--- Text extract ---
======
A tribunal in Naypyitaw on Friday handed a 20-year prison sentence to National League for Democracy (NLD) party stalwart Win Htein, who was arrested in early February after condemning coup leader Min Aung Hlaing’s power grab during media interviews. 

The 79-year-old former military captain, who is in poor health, appeared for the verdict at a court inside the Naypyitaw Detention Center, where he has been on trial for sedition under Section 124a of the Penal Code.  

The two-judge tribunal, presided over by judge Ye Lwin, handed down the maximum sentence allowed under the law at around 3pm. 

Defence lawyer Myint Thwin said Win Htein was ready for a harsh sentence. “He is firm in beliefs and resilient so he was not fazed at all. Since the time he was detained and charged, he has told the court to hand down the sentence as it sees fit, no matter how many years it may be.” 

Chit Suu, Win Htein’s youngest daughter, told Myanmar Now the sentence was not surprising but was an “injustice.”
======
--- Data provided ---
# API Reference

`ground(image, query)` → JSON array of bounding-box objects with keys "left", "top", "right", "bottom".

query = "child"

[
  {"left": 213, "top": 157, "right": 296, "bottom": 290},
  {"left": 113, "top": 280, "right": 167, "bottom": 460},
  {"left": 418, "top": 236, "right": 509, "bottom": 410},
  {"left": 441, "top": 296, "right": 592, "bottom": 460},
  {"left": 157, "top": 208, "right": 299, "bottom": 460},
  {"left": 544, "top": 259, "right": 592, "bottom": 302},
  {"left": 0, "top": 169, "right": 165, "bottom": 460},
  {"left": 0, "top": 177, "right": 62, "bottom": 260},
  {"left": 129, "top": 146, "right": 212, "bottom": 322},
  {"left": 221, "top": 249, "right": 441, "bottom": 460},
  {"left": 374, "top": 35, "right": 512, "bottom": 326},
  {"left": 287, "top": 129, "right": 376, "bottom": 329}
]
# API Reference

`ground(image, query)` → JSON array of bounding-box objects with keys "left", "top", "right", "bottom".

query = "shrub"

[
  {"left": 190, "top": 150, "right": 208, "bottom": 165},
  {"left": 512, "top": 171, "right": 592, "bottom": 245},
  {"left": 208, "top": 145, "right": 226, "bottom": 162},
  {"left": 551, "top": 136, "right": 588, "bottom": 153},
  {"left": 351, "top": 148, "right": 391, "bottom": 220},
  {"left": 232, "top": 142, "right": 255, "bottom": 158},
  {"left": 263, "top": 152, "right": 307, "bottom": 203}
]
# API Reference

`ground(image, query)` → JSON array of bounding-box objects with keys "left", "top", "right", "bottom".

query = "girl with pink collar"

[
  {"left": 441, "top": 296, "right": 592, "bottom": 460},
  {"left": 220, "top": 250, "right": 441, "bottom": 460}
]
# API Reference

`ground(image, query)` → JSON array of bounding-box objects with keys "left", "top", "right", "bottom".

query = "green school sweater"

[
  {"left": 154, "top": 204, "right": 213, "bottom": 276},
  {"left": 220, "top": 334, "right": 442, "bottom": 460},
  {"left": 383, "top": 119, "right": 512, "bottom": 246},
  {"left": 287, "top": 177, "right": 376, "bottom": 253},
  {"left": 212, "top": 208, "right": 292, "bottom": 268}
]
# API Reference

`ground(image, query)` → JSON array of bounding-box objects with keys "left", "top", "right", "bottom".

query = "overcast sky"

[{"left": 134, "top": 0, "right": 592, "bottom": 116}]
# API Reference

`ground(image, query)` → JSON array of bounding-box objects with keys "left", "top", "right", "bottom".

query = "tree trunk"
======
--- Things to do ---
1. Decide whether each statement agrees with the report on Win Htein's sentencing, giving yes or no and quoting the words that decide it: (a) Win Htein was tried for sedition under Section 124a of the Penal Code; (b) the tribunal had three judges; (c) Win Htein's youngest daughter said the sentence was surprising.
2. In the report on Win Htein's sentencing, which judge presided over the tribunal?
3. Carry on the report on Win Htein's sentencing from its final sentence.
The listing has nothing to do with the report on Win Htein's sentencing.

--- Answers for the exercise ---
1.
(a) Yes: "where he has been on trial for sedition under Section 124a of the Penal Code"
(b) No: "The two-judge tribunal"
(c) No: "the sentence was not surprising"

2. Judge Ye Lwin.

3.
“This is as we expected. It’s not a surprise but it’s a sad and outrageous thing to hear about the ridiculous sentencing. The perpetrators of this injustice will be held accountable,” said Chit Suu, who lives in Australia and spent most of her childhood separated from her father.

Win Htein was among the few top NLD leaders who was not detained in the early hours of February 1 as the military toppled his party’s elected government. Later the same morning he used his freedom to excoriate the military during interviews with journalists. 

Min Aung Hlaing acted “without thinking of what is right and wrong,” he told reporters, “I feel pity for him.” He was arrested at his home in Yangon three days later. 

Myint Thwin said that Win Htein made the comments on the day of the coup because, as a leader of the ruling party that was being toppled, he felt responsible for communicating the unfolding situation to the country. 

Win Htein was forced to retire from the military in 1976 after being accused of involvement in a plot to assassinate then dictator Ne Win. 

He went on to work as a businessman until 1988, when he became close with democracy icon Aung San Suu Kyi after an introduction from Tin Oo, the former military commander-in-chief who was also forced to retire in the late 1970s and later helped found the NLD. 

As Suu Kyi emerged as the most prominent leader of the democratic uprising in 1988, Win Htein took responsibility for her security at protests. He was arrested for his political activity in 1989 and spent the majority of the next two decades in prison before being freed in 2010.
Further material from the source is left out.